■ YOUR TASKS
- 1) According to the speaker profile, why does Jamie now use music to help others overcome compassion fatigue?
- 2) Reproduce the speaker profile's wording from "Healthcare professionals work" up to and including "in the workplace.", swapping "compassion fatigue" for "burnout".

■ TEXT BLOCK
Keynote Speaker, Singer-Songwriter,
Dog Lover, 4th-Generation Montanan, and Founder of The Great Blue Song Project
Behind Jamie's gentle demeanor is her fierce commitment to transforming the work of helping people. Through her work in anti-violence advocacy and child protection, Jamie became aware of the profound compassion fatigue and burnout that affects healthcare professionals. She found her own way back to health through singing and songwriting. Now Jamie uses music as a tool to inspire others to overcome compassion fatigue.
Healthcare professionals work hard to heal their communities, often to the detriment of their own well-being. Through speaking and music, Jamie touches the hearts of your audience and offers valuable tools to overcome and prevent compassion fatigue - individually and systematically in the workplace.
"We were fortunate to have had Jamie Wyman with us today to discuss a real and unaddressed issue related to compassion fatigue involving healthcare providers. Her many points of insightful recognition and resolving interventions, as they pertain to compassion fatigue, provided solid value by way of her words and songs. A much needed and highly effective hour to say the least!”

■ GIVEN DATA
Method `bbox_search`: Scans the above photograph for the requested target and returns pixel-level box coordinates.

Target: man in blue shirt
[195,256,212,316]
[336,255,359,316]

■ PROBLEM SOLUTIONS
- 1) Jamie found her own way back to health through singing and songwriting. She now uses music as a tool to inspire others to overcome compassion fatigue.

- 2)
Healthcare professionals work hard to heal their communities, often to the detriment of their own well-being. Through speaking and music, Jamie touches the hearts of your audience and offers valuable tools to overcome and prevent burnout - individually and systematically in the workplace.